→ **EXTRACT PROVIDED**
*** Block opens ***
For instance, Table 5 illustrates the construction of ESA1 in the first phase of eGSA, for j=2. When j=2, SA[j=2]=6 and T1[6]>T1[6+1], then the suffix T1[6,n1] will be induced and LCP1[2+1=3] receives 0. Next, j=3, SA[j=3]=4 and T1[4]<T1[4+1], the suffix T1[4,n1] will not be induced. It means that, in the second phase, T1[6,n1] will be induced and bypassed in the heap, thus the prefix assembling of suffix T1[4,n1] must start from scratch in S1. From this point, prefix assembly continues normally.
Table 5 Prefix assembly and inducing suffixes
Symbols in bold illustrate the substring of suffix T1[SA[3],n1] stored in PREFIX
Theoretical costs
Phase 1 of eGSA is dominated by the algorithms used to construct SA and LCP. The other columns of the generalized suffix array are evaluated when the output is written to disk, using constant time and memory per item. The construction of SA and LCP may be done in linear time and space [29, 46]. Thus, for m input strings with total length N and Tℓ the longest string, Phase 1 is O(m|Tℓ|) time plus O(N) I/O operations using O(|Tℓ|) memory.
In Phase 2, the number of node swaps in the heap is bounded by Nlogm. Each node swap requires comparing a number of characters that is at most the maximum value of lcp for T (maxlcp). The time cost of this phase is then O((Nlogm)maxlcp). I/O operations in Phase 2 include loading portions of suffix arrays and of strings from disk, and writing output buffers to disk. Suffix arrays are loaded in blocks to the enhanced-array buffers. In the worst case each comparison in the heap will trigger a character comparison, and the string buffers will be loaded when exhausted. Provided that the string buffer is at least as large as maxlcp, each suffix will cause at most one I/O operation and the worst case for the number of string buffer load operations is O(N). The number of I/O operations on enhanced-array and output buffers is limited by N divided by the respective buffer sizes. Then the number of I/O operations in Phase 2 is bounded by O(N). The memory usage in Phase 2 is bounded by the sum of buffer sizes, which can be tailored as necessary.
Such bounds for I/O operations are prohibitive, but it is much lower in practice due to the optimizing strategies, as shown in the next sections. An easy to devise limitation of eGSA is the case of datasets whose strings are large and highly repetitive, for instance, a dataset composed by human genomes of different individuals. For these datasets the practical performance will approach the theoretical bound. Another limitation is when maxlcp is larger than the string buffer size, when the number of I/O operations is as bad as O(Nlogm(|Tℓ|/s)), where s is the string buffer size.
*** Block closes ***
Please copy the eGSA passage from "For instance, Table" to "assembly continues normally.", replacing "heap" with "priority queue".

(Saved entries)
*** Block opens ***
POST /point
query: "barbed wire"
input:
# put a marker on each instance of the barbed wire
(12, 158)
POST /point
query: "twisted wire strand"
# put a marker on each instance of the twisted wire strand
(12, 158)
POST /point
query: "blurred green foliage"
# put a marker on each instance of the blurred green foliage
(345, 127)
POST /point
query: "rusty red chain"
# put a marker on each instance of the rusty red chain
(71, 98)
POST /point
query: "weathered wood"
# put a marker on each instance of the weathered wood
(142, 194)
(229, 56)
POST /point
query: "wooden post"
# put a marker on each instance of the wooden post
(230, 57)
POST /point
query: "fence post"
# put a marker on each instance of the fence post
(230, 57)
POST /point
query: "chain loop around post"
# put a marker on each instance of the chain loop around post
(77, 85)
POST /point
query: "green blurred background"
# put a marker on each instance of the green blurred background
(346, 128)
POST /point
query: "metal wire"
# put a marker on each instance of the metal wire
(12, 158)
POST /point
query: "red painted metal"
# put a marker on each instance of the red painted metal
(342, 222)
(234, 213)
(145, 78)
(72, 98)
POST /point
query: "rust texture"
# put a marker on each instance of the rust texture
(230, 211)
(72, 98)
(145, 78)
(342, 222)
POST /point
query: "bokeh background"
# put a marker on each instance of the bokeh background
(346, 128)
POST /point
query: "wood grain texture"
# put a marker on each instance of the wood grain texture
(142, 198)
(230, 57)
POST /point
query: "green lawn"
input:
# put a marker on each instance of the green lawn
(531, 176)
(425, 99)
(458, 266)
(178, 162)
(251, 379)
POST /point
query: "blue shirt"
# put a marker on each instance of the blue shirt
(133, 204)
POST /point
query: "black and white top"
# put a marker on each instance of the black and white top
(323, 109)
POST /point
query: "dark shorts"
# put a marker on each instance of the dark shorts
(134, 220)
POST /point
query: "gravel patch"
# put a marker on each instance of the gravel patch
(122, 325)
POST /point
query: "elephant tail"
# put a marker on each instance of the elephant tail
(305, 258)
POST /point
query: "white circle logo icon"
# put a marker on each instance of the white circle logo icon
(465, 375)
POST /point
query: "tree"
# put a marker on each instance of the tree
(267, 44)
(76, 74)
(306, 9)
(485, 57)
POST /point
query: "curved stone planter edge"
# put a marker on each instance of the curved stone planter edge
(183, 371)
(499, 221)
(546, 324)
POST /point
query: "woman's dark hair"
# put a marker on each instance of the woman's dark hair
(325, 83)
*** Block closes ***
→ **ANSWER BOX**
For instance, Table 5 illustrates the construction of ESA1 in the first phase of eGSA, for j=2. When j=2, SA[j=2]=6 and T1[6]>T1[6+1], then the suffix T1[6,n1] will be induced and LCP1[2+1=3] receives 0. Next, j=3, SA[j=3]=4 and T1[4]<T1[4+1], the suffix T1[4,n1] will not be induced. It means that, in the second phase, T1[6,n1] will be induced and bypassed in the priority queue, thus the prefix assembling of suffix T1[4,n1] must start from scratch in S1. From this point, prefix assembly continues normally.